The records:
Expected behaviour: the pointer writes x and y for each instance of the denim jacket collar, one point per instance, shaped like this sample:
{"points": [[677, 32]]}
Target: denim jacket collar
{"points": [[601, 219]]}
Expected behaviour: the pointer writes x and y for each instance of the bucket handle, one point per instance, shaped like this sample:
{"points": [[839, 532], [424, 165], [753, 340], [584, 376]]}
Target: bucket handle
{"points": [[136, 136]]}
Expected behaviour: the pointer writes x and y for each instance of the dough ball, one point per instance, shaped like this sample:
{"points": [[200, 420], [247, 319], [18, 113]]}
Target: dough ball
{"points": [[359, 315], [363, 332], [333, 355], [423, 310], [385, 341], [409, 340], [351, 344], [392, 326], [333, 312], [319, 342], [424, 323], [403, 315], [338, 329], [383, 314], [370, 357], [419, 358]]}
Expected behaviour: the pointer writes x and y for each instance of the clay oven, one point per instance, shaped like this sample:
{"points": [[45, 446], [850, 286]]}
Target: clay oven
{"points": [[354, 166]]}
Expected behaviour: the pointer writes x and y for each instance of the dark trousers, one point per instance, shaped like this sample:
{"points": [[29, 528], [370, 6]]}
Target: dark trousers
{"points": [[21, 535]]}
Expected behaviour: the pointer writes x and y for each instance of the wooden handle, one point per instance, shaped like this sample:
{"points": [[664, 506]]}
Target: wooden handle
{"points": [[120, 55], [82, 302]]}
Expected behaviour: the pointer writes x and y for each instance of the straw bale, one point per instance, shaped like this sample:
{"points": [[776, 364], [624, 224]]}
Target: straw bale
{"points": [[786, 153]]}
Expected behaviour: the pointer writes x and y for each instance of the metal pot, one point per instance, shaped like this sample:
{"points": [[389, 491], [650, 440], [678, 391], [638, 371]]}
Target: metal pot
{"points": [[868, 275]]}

* * *

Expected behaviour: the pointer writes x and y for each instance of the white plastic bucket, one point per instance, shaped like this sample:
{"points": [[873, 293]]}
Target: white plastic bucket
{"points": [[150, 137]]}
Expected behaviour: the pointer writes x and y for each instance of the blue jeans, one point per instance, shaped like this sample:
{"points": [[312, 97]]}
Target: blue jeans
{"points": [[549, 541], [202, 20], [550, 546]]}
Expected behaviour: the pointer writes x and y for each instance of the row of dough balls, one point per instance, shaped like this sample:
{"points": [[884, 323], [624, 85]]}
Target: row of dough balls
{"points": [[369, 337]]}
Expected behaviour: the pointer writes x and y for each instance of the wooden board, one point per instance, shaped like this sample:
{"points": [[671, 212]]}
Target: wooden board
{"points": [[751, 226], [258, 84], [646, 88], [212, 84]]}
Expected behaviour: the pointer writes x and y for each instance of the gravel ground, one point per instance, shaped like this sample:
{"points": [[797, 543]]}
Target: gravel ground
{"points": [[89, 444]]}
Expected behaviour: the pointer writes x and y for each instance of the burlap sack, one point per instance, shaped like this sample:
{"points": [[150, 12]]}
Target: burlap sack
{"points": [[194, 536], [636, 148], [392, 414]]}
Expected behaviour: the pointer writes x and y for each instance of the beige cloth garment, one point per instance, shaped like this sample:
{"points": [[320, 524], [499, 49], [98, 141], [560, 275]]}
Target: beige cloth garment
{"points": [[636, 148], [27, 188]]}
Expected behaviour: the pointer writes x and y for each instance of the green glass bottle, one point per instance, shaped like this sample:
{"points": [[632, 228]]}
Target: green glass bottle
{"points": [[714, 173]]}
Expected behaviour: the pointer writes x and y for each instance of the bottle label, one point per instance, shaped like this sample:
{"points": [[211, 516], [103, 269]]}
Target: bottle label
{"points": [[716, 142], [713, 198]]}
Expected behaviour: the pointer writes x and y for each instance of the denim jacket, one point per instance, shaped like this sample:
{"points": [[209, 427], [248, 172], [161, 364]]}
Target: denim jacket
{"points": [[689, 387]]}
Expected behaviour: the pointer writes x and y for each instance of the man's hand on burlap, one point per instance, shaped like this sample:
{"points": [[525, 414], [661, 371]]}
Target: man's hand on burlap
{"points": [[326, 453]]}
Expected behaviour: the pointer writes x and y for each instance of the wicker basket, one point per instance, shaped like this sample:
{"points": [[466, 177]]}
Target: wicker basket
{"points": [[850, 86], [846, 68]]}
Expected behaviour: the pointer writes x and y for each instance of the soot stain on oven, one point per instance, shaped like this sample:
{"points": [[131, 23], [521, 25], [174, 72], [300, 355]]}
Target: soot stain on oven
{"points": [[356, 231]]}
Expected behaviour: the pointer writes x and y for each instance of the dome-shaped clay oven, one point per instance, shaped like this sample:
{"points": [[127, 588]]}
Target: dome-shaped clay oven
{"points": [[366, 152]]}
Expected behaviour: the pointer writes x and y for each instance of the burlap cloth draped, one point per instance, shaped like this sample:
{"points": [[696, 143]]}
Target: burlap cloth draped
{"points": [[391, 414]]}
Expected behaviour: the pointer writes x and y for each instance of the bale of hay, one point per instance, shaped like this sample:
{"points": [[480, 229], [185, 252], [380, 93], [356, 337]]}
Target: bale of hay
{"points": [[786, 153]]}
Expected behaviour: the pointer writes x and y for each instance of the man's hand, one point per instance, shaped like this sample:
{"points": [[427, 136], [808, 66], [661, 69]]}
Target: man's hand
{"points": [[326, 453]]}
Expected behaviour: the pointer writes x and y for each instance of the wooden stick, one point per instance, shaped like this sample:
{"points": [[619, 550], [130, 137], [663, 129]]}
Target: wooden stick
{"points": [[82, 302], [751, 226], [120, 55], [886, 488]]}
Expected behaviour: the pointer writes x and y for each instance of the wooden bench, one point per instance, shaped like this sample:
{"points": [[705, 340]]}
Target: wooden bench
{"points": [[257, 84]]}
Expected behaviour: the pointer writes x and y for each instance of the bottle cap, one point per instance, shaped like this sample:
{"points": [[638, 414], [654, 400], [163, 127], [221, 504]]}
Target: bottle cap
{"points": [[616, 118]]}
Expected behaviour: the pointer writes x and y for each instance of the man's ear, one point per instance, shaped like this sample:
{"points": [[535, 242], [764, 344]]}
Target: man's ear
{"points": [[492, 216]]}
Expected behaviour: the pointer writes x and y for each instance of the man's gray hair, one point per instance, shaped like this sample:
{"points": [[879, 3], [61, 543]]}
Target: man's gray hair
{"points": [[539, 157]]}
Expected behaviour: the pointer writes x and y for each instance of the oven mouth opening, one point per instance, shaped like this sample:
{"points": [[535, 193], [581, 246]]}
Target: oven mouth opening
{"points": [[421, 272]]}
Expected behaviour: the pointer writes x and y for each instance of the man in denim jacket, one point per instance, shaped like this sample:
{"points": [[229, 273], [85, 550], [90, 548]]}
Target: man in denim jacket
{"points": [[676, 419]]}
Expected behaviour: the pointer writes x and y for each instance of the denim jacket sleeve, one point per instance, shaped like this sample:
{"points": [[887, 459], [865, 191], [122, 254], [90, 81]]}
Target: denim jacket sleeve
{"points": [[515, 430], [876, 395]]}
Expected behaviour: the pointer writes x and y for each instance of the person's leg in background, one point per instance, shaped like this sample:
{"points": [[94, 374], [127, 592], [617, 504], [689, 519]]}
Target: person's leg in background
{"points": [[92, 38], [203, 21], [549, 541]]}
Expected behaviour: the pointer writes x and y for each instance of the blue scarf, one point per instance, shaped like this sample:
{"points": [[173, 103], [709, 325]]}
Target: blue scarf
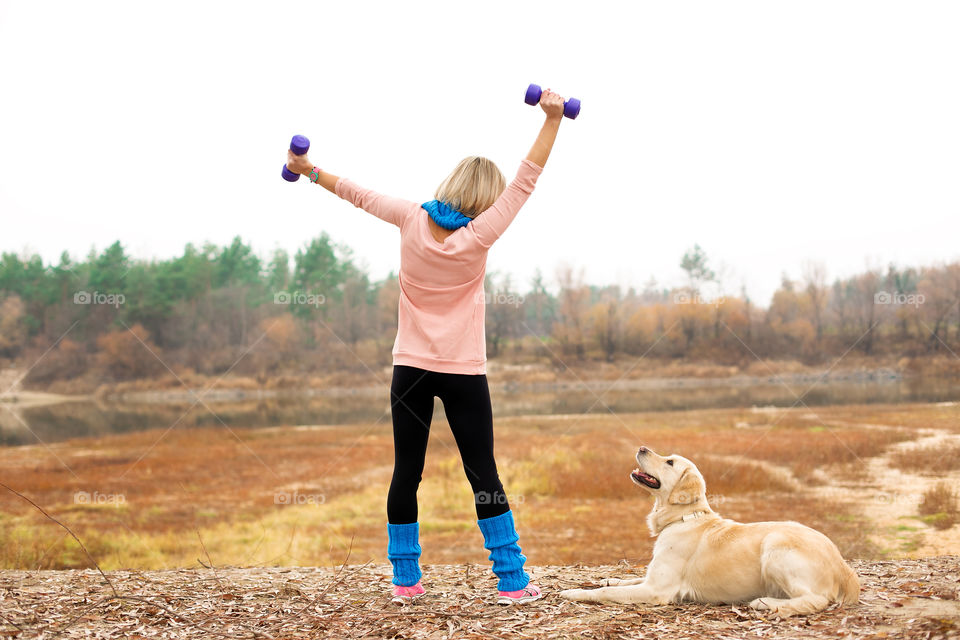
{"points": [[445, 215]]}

Assigned task: Look above for the line holding "jacket collar, one" and the line holding "of the bucket". Retype both, and every line between them, word for word and nothing else.

Answer space:
Expected behaviour: the pointer writes x and y for each instance of the denim jacket collar, one point per instance, shaped like this sample:
{"points": [[677, 32]]}
Target: denim jacket collar
{"points": [[601, 219]]}
Expected behaviour: the pointer writes x and y for each instance of the bucket handle, one point per instance, shaped like this sample:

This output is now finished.